Task goal: All of the data needs to be repeated exactly.

Records contained in a dataset
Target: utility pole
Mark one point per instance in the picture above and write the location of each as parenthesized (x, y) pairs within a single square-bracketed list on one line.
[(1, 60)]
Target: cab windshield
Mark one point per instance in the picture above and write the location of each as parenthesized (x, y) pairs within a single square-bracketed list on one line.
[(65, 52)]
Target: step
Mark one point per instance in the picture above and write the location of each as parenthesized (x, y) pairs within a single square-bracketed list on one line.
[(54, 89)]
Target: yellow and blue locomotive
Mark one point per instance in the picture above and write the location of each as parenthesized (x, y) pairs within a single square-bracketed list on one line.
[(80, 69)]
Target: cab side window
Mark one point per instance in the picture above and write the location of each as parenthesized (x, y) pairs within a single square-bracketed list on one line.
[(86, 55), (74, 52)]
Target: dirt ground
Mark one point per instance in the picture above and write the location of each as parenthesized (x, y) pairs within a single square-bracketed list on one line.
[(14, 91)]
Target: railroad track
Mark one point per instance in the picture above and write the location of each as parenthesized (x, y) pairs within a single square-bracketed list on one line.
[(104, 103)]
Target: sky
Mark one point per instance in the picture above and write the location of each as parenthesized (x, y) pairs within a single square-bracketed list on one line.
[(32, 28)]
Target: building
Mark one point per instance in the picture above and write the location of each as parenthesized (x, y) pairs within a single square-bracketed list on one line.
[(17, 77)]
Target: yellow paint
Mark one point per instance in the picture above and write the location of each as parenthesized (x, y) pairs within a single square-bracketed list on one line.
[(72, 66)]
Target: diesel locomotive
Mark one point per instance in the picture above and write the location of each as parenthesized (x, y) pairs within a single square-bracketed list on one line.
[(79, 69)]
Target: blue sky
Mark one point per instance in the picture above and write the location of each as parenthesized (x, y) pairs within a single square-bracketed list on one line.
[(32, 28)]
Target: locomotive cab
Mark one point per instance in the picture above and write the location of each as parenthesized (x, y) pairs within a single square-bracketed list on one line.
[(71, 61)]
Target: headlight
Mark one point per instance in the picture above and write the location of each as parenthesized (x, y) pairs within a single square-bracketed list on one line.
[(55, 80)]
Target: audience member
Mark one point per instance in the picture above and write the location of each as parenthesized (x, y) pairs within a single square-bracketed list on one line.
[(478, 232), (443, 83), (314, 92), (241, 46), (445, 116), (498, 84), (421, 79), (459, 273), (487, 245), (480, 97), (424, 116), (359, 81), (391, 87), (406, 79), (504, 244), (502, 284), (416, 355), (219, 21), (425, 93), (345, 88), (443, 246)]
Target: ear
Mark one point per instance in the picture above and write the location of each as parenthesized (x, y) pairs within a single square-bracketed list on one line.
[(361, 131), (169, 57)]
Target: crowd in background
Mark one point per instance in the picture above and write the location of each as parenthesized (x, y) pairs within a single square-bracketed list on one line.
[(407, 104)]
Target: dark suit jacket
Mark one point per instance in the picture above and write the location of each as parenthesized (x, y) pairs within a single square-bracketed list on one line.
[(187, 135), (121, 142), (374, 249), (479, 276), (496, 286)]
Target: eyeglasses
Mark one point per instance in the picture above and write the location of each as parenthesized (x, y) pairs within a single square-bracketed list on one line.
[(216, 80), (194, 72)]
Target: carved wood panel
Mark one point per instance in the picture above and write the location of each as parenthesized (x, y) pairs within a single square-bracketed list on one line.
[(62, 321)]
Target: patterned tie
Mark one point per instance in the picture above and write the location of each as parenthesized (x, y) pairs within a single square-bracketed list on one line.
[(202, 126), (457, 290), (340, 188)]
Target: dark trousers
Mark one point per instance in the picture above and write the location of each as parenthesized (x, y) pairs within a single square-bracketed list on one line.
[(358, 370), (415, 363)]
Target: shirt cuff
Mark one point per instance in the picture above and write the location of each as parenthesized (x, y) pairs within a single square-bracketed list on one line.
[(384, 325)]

Task answer:
Target: utility pole
Mark one point per instance in the picture above and write the location of each as parenthesized (x, y) pairs within a single square-bracketed list on one line.
[(1, 60)]
Target: cab windshield
Mark one point per instance in the picture above and write the location of each as parenthesized (x, y) pairs within a single square-bracketed list on one line.
[(65, 52)]
Target: step
Mark one point per instance in the picture above and write the location of each as parenthesized (x, y) pairs within a single square-bracketed list on one line.
[(54, 89)]
Target: yellow and blue locomotive
Mark one point per instance in the picture above and write the location of each as parenthesized (x, y) pairs within a single square-bracketed list on one line.
[(80, 69)]
Target: cab side window
Mark one point per instance in the picture above and write the location of each as parenthesized (x, y) pairs within a single square-bracketed list on one line.
[(86, 55), (74, 52)]
Target: dirt ground
Mark one point per instance in the picture above and write the location of each as parenthesized (x, y) pairs within a single square-bracketed list on one line.
[(14, 91)]
Target: railroad track
Mark one point per instance in the picture above and write the location of each as parenthesized (x, y) pairs within a single square-bracketed list on one line.
[(104, 103)]
Target: sky
Mark one point per instance in the picture above and write the location of each as parenthesized (x, y) pairs within a single square-bracketed list on one line.
[(32, 28)]
Target: building
Mark one point per instance in the picture above and write the location of each as parenthesized (x, y) pairs within a single square-bracketed list on one line.
[(17, 77)]
Target: yellow paint
Mark one point per instance in the picture above and write the location of each as parenthesized (x, y) pairs within a single square-bracketed list on one line.
[(72, 66)]
Target: diesel locomotive
Mark one point per instance in the picture above and write the location of each as parenthesized (x, y) pairs within a single square-bracketed list on one line.
[(79, 69)]
Target: blue sky
Mark one point per instance in the picture above and write the location of each as parenthesized (x, y) pairs within a single square-bracketed list on one line.
[(32, 28)]
Target: locomotive cab
Mark one point per instance in the picture above and write the location of each as parenthesized (x, y) pairs within a single square-bracketed list on one line.
[(71, 61)]
Target: headlight
Mark one point per instance in the picture above and write the location of each as parenthesized (x, y) pairs within a single square-bracketed list on one line.
[(55, 80)]
Target: audience member
Mark one point per instance in the picture above and write the location of each as parenthesized (x, y) pairs within a single square-bracketed list on one line.
[(478, 232), (443, 83), (314, 92), (241, 46), (445, 116), (498, 84), (421, 79), (459, 273), (487, 245), (480, 97), (424, 116), (359, 81), (391, 87), (406, 79), (504, 244), (502, 284), (416, 355), (219, 21), (425, 93), (345, 88), (443, 246)]
Target: ear
Mark one point per instance in the picture above and write the location of each as parenthesized (x, y) pairs within a single square-bracketed list on one line.
[(361, 131), (169, 57)]
Target: crowd in background
Mark one point per instance in the picture above and write the location of each as parenthesized (x, y) pairs within a single square-bracketed list on one line.
[(407, 104)]
Target: dark suit jacket
Mark one point per instance in the picture above and write the location of each as parenthesized (x, y) pairs within a single square-bracketed list on one line.
[(187, 135), (121, 142), (374, 249), (479, 276), (496, 286)]
Target: eyeglasses
Mark one point per instance in the picture above and write the location of each as parenthesized (x, y) pairs within a single square-bracketed list on one line.
[(216, 80), (194, 72)]
Target: carved wood panel
Mark one point per instance in the picture above and write the location of each as parenthesized (x, y) pairs within a single square-bracketed list on one line.
[(62, 321)]
Target: patterned tie
Mark one point per instance in the picture above and write the location of each as parenthesized (x, y) pairs within a single square-bracketed list on one line.
[(202, 126), (457, 290), (340, 188)]
Target: dark trousers
Mark one point per instance in the picture above and write the location of each as parenthesized (x, y) pairs within a single square-bracketed list on one line.
[(358, 370), (415, 363)]
Target: shirt cuff
Mark one point per instance in the picture above and write the location of each as parenthesized (x, y) pairs within a single square-bracketed list on one line.
[(384, 325)]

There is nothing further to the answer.